▶ [Exercises to complete]:
1. In the text on Syria, how long has the Ghouta oasis sustained life?
2. In the records, format the lines as a numbered list, starting with the line that contains "Reviewer note: every instance of the woman's teeth" and going on through the line that contains "pixel 143 150", and skip any blank lines.

▶ [Text provided]:
::::::::::

7 Things You Didn't Know about Syria

1. It's cherry blossom season in Damascus. 

 

Cherry blossoms are now blooming in rural Damascus. The Ghouta oasis surrounding the city is one of the most fertile areas in the Middle East, and has sustained life for more than 10,000 years.

2. A mosque that used to be a church, and before that, a temple

Umayyad mosque

The Umayyad Mosque, located in the old city of Damascus, was rebuilt on the site of a church dedicated to John the Baptist. Legend has it that the building contains his head, and there is a shrine inside the mosque where both Christians and Muslims worship. 

Previously the site hosted a Roman temple to Jupiter and the Aramean god Haddad. 

 

3. Syrian food is the best

lemons unsplash.jpeg

What you may think of as Mediterranean or Lebanese food may have its roots in Syria. Think fresh pomegranate juice, stuffed bell peppers, kebab, zucchini in yogurt sauce and other yummy finds. 

4. It snows in Syria

snow on Mt. qasiyun

snow on Mt. qasiyun

 

In the winter, temperatures in Damascus can get below freezing. In the winter there is usually one or two snowstorms per year.  

5. Syria is diverse

Syria is a diverse country. In addition to Muslims of different confessions, including Shia, Alawi and Sunni, there are several different Christian denominations. There are people of Arab descent, descendants of migrants form the Caucasus, Armenians who fled the Ottoman genocide, and a large Kurdish population in the northeast.  

With the Iraq war, an estimated one million Iraqis fled to Syria to escape violence in their neighborhoods.  

6. Syria has the lowest rate of school enrollment worldwide

Damascus school

According to NGO Save the Children, at least half of Syrian's school-age children are not in school. In some conflict-ridden areas, less than 6% of the children are in school. Before the war, an estimated 90% of children attended school. 

7. Over half of Syria's population has had to leave their homes because of violence

Damascus-Chalan

Picture half of your city getting up and leaving. Not because they want to. Because they had to. Over half of Syria's population has had to flee homes for other areas in Syria, neighboring countries such as Lebanon, Jordan and Turkey, or further afield in Europe.

::::::::::

(Rows from a pointing dataset)

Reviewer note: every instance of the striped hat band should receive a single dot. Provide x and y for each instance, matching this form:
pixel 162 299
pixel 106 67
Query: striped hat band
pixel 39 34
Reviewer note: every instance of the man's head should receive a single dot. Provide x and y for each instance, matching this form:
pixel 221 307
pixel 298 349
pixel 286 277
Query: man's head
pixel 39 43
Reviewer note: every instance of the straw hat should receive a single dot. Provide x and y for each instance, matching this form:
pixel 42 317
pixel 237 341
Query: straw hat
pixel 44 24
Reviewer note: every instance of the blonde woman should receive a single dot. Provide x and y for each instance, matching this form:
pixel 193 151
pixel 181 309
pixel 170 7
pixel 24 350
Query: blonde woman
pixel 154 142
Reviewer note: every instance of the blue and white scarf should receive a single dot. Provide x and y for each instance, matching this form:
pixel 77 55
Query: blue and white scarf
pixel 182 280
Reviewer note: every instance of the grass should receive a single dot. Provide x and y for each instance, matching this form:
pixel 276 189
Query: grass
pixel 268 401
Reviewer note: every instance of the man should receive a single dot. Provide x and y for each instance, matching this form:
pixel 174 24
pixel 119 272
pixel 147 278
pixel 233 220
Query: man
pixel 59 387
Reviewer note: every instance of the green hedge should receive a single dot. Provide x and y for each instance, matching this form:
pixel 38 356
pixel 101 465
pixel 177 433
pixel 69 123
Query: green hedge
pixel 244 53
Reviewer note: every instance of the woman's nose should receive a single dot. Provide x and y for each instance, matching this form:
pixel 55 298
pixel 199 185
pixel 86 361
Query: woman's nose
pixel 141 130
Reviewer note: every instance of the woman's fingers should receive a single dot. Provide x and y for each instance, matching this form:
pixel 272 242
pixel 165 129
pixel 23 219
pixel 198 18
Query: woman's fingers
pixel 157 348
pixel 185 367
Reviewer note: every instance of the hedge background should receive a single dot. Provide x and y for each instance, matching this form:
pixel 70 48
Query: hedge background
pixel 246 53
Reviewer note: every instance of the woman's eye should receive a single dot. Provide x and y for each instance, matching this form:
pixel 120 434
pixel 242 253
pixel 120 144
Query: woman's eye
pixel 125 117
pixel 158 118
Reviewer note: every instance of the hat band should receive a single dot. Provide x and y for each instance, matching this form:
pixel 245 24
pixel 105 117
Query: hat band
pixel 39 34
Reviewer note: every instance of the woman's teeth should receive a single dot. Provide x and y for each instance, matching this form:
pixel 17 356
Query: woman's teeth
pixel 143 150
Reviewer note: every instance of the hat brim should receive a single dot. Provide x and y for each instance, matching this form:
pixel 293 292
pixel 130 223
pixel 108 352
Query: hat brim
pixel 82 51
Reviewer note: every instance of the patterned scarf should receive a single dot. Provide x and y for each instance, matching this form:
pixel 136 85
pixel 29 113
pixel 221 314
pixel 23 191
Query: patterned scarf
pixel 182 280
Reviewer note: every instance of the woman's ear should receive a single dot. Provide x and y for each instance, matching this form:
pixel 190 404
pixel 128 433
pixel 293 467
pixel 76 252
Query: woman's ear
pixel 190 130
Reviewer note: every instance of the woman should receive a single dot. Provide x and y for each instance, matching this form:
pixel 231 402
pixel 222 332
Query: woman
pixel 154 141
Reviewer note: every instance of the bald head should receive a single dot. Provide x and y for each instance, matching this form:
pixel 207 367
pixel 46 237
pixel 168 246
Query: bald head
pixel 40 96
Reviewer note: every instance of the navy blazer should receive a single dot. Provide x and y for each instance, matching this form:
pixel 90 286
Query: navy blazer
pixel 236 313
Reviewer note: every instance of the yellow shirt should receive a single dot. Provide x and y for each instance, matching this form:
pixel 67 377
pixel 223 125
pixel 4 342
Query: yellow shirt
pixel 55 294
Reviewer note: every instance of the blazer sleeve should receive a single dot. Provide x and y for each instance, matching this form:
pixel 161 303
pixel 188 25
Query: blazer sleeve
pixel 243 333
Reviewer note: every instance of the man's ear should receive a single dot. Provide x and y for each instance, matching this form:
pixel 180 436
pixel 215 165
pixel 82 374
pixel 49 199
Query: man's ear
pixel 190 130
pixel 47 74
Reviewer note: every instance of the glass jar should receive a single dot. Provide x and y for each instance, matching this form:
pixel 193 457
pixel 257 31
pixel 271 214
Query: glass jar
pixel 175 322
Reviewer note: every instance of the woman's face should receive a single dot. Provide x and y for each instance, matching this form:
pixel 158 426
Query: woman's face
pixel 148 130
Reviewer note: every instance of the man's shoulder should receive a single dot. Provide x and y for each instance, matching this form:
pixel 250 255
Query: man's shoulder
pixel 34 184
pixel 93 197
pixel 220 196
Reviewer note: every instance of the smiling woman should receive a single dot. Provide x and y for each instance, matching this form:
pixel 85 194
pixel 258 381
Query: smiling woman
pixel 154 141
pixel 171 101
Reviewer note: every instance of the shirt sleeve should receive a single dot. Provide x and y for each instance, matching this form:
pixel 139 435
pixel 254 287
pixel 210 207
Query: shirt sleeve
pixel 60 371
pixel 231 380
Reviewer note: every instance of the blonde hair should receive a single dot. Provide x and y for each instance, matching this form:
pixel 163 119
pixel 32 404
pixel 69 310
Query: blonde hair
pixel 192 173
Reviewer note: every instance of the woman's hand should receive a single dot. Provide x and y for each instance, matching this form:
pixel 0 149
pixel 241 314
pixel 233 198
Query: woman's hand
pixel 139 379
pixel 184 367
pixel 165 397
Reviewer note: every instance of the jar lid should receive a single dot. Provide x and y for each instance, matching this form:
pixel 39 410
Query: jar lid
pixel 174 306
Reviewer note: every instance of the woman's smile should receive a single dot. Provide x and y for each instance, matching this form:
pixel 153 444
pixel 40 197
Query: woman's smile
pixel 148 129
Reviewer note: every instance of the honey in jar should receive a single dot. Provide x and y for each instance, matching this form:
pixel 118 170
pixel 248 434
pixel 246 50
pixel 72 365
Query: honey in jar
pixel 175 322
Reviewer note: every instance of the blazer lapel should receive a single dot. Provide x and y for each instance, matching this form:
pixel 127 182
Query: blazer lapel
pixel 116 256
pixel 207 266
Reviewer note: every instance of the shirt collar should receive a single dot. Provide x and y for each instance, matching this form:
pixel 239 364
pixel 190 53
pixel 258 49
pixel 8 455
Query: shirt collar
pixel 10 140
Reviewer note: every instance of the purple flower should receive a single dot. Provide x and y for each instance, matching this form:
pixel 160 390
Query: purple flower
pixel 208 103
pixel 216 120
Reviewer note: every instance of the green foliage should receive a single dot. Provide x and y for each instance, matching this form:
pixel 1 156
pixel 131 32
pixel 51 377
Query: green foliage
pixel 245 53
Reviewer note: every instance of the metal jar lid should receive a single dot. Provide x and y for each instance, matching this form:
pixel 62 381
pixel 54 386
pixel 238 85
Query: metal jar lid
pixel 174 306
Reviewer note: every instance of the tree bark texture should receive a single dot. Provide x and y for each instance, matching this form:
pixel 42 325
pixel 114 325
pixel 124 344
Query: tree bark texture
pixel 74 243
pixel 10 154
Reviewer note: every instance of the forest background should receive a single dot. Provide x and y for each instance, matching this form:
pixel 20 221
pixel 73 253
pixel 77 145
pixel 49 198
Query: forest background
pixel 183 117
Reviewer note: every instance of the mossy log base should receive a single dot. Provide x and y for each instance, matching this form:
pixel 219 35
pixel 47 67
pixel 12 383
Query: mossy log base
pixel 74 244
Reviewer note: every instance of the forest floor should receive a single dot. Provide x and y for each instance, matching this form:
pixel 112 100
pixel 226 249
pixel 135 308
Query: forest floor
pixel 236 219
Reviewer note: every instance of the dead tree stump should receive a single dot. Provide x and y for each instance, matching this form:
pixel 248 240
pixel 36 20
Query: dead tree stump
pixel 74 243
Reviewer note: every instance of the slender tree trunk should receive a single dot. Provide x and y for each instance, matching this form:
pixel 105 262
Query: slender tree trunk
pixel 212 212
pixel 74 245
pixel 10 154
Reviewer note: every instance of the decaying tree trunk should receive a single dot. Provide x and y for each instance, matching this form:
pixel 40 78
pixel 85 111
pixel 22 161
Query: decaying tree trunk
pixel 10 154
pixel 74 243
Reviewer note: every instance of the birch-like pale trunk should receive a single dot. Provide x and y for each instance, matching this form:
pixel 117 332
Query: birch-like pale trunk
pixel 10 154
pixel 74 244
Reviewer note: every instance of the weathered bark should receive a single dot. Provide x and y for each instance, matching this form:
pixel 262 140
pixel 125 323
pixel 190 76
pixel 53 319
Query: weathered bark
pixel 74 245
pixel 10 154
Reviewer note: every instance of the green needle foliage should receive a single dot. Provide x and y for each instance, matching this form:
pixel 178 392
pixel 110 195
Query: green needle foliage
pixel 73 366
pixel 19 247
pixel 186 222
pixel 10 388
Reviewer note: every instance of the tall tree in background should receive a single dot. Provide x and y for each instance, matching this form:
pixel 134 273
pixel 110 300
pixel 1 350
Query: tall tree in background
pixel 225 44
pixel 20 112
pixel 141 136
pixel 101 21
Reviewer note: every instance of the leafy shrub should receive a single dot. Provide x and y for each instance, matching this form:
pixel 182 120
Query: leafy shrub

::::::::::

▶ [Full answers]:
1. More than 10,000 years.

2.
1. Reviewer note: every instance of the woman's teeth should receive a single dot. Provide x and y for each instance, matching this form:
2. pixel 17 356
3. Query: woman's teeth
4. pixel 143 150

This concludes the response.